● WRITTEN EXERCISE 1: In the post about pfSense server builds, which CPU replaced the original pick, and why?
● WRITTEN EXERCISE 2: Extend the post about pfSense server builds, picking up after its final line.

And then you can go for super small like this:
$159 Intel DBS1200KP Mini ITX Server Motherboard LGA 1155 Intel C206 DDR3 1066/1333 (Dual onboard LAN)
$586 TOTAL With the Mini ITX Mobo


Or normal size and this gets you Quad on-board LAN.
$199 ASUS P8B-C/4L ATX Server Motherboard LGA 1155 Intel C202 DDR3 ECC UDIMM
$626 TOTAL with the quad onboard lan


$586 - $626 x 4 = $2344 - $2504 and all you'd need is cases, and put pfsense on them all and configure them in parallel. You could accomplish multiple layers of security on one box, make all 4 be identical and synchronized and redundant. That's what I would suggest. I have used pfsense and I love it. I plan to be moving myself and some other customers to it soon.



EDIT: Changed CPU as initially I had the 1220 v2 which does NOT have graphics, changed to 1225 v2 w/ graphics.

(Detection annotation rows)
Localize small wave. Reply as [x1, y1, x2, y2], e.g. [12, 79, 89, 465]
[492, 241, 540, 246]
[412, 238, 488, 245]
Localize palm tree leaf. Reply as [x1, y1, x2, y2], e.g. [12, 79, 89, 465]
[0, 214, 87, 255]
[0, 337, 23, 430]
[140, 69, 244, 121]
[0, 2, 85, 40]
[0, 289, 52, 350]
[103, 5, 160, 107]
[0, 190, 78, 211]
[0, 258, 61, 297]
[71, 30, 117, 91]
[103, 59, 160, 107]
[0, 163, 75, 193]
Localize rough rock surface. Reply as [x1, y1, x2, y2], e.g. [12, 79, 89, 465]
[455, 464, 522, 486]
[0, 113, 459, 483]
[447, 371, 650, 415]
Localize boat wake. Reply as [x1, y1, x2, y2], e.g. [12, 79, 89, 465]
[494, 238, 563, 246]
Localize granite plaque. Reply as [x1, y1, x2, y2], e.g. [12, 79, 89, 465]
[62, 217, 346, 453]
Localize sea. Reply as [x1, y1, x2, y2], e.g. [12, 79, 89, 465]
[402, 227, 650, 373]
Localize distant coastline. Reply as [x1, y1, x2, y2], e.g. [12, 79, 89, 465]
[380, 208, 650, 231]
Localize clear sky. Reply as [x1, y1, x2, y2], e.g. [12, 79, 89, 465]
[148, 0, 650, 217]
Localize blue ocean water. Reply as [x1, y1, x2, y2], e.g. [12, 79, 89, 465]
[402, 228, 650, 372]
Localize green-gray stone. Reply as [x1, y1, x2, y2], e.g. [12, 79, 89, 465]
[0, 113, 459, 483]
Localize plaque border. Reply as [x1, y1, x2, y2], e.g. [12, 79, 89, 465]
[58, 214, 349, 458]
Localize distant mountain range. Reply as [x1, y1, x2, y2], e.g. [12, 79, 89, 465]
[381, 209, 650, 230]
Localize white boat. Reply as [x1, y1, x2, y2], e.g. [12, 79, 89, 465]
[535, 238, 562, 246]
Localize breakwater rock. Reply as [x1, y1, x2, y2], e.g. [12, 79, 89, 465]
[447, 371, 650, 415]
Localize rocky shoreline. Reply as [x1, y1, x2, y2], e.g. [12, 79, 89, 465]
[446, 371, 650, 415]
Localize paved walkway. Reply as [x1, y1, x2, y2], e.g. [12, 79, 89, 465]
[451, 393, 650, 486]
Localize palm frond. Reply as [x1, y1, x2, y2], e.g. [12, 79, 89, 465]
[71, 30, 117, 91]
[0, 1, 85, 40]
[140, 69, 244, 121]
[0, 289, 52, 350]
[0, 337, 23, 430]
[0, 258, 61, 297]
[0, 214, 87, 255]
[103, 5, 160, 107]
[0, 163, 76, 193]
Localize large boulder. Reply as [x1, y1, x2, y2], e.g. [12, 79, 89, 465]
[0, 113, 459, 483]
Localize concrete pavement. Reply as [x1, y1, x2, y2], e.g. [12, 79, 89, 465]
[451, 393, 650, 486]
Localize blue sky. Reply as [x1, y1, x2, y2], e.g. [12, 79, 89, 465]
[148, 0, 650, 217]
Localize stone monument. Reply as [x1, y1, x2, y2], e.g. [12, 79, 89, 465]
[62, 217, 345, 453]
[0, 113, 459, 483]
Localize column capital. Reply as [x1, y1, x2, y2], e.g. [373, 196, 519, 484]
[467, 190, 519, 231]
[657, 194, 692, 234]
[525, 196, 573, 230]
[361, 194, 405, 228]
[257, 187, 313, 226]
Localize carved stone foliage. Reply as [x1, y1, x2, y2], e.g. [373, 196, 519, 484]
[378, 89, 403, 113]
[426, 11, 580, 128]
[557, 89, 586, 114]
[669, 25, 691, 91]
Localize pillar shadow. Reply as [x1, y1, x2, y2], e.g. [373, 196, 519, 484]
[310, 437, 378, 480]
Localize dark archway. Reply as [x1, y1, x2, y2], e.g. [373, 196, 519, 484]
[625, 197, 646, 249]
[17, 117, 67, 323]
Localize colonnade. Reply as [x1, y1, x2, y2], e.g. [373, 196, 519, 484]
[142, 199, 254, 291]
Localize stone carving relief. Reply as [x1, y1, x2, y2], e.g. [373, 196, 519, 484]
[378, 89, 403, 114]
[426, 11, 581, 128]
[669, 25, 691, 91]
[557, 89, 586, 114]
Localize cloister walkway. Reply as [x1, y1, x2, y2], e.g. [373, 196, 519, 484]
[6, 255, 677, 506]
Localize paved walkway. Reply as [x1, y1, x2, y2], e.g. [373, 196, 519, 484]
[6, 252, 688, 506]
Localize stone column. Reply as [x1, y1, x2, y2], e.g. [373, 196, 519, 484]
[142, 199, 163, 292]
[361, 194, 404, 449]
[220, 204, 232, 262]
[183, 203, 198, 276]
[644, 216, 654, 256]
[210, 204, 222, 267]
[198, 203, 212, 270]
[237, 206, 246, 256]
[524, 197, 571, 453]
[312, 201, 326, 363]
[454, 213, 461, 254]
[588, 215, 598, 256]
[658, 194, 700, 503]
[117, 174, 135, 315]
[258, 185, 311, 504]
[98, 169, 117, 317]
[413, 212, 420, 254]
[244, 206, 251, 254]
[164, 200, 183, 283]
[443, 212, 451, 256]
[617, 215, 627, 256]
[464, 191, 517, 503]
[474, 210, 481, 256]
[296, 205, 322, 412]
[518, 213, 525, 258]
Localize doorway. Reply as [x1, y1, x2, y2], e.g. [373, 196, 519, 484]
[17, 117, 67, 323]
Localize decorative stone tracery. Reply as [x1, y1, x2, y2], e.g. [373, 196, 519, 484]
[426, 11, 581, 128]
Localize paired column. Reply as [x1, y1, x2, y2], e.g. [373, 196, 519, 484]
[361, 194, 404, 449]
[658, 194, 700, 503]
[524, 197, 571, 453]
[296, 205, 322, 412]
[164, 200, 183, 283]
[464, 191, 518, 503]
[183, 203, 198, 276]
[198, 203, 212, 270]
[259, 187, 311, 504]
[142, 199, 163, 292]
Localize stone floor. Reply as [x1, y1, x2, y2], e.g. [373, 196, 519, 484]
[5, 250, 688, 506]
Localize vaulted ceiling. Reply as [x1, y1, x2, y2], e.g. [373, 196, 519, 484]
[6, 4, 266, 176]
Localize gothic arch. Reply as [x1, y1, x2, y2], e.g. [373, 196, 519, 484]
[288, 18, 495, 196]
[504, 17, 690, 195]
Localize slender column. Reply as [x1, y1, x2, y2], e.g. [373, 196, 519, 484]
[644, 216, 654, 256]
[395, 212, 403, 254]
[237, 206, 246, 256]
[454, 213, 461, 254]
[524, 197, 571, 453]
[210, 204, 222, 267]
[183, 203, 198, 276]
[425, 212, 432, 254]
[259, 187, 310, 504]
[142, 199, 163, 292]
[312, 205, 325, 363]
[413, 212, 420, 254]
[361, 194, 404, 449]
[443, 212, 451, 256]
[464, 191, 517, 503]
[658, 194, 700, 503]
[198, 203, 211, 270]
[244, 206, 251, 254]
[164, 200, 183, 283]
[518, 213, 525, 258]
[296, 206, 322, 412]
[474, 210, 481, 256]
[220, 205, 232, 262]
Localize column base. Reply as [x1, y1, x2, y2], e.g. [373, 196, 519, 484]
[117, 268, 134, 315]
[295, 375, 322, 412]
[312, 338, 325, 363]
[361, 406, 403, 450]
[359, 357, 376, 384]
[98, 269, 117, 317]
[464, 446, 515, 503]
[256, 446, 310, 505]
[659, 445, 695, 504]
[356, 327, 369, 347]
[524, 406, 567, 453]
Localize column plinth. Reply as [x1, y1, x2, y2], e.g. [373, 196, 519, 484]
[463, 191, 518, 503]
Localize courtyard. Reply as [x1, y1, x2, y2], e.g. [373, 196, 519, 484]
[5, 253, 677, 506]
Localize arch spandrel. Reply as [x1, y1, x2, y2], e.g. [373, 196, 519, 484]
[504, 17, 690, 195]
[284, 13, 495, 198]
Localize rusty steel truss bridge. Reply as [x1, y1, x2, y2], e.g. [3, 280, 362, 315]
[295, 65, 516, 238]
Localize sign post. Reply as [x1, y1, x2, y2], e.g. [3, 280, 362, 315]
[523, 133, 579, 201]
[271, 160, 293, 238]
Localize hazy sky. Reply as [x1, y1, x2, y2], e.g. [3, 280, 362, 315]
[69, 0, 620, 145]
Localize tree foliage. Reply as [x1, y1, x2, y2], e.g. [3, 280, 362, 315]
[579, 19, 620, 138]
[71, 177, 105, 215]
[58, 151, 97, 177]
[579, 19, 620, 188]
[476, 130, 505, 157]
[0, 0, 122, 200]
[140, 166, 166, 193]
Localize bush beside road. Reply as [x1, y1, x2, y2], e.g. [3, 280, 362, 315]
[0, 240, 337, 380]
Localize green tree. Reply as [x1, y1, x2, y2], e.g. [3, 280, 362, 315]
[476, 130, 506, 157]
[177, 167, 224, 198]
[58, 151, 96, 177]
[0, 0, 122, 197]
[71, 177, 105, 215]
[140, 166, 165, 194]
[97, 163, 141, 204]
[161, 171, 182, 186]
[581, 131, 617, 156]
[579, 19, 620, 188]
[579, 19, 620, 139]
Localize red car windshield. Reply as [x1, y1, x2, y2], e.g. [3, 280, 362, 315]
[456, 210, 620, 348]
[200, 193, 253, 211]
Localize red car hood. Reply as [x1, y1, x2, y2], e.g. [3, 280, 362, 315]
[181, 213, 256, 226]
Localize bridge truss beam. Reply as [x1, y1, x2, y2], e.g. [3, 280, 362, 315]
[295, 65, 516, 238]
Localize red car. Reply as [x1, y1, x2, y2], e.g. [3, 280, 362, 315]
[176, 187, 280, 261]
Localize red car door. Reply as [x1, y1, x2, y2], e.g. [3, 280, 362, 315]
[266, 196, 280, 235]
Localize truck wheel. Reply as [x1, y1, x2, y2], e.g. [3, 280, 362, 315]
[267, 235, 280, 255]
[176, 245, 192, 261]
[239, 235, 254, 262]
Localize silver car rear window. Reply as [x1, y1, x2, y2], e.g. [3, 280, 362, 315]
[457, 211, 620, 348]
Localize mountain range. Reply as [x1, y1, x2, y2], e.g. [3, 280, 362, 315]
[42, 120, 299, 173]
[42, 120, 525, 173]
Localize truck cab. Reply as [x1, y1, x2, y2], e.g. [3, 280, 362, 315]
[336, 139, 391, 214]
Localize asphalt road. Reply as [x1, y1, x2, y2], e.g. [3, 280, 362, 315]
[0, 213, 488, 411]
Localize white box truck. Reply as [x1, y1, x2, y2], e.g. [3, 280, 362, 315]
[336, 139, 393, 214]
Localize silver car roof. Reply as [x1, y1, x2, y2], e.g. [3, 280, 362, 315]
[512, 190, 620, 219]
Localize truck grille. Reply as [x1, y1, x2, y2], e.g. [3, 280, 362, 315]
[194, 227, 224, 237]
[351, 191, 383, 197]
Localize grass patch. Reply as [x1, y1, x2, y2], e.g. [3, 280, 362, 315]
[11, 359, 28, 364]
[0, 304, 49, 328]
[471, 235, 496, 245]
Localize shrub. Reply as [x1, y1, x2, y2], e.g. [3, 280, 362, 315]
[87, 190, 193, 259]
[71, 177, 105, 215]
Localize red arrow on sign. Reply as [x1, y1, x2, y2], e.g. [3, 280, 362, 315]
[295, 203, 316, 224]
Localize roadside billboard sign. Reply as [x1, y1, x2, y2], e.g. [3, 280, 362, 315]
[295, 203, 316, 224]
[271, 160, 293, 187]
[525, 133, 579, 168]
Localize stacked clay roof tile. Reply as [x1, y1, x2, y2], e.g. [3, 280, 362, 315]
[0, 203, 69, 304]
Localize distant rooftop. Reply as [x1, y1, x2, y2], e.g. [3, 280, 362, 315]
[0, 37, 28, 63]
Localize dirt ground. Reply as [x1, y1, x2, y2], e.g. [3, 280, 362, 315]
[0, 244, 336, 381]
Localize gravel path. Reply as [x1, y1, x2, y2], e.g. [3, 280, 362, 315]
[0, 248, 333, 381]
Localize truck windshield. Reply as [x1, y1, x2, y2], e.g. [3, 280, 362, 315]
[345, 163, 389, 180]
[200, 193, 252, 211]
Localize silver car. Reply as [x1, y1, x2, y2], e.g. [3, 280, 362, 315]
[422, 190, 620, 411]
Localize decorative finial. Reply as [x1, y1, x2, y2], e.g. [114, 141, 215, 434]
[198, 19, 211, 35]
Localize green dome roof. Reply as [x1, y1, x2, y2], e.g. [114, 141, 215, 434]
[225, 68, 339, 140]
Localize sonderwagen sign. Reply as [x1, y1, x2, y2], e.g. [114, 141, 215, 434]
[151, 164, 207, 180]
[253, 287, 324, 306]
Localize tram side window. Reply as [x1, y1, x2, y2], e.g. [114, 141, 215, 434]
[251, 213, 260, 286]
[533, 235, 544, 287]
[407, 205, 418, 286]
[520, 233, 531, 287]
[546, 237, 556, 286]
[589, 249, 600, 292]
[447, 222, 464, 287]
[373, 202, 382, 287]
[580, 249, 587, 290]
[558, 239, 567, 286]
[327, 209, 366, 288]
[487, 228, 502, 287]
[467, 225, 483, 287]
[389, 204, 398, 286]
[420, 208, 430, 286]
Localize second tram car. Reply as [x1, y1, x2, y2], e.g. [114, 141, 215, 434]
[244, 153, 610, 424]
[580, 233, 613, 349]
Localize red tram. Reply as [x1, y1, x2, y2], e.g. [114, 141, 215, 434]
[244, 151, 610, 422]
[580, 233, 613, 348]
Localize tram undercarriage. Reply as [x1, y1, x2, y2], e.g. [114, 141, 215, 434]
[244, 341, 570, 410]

● WRITTEN REPLY 1: The 1225 v2 replaced the 1220 v2 because the 1220 v2 does not have graphics.

● WRITTEN REPLY 2:
Another CPU Option could be the
$314 Intel Xeon E3-1265L V2 Ivy Bridge 2.5GHz (3.5GHz Turbo) 8MB L3 Cache LGA 1155 45W NOTE: This is 45w so may use a bunch less power. It really depends on the workload, if the cpu above is idle it will clock down anyways. It is also about a $100 upgrade, which IMO is not worth it.



This is definitely the way to go. Running a bunch of VM's is pointless, it will just make your setup a lot more complex and less reliable. Go with ~4 machines in PARALLEL so that you could get by with just one if you had to, but have four. Make them with identical hardware and I would say buy an extra kit of ram, an extra PSU, and maybe an extra SSD to have spare in case something fails.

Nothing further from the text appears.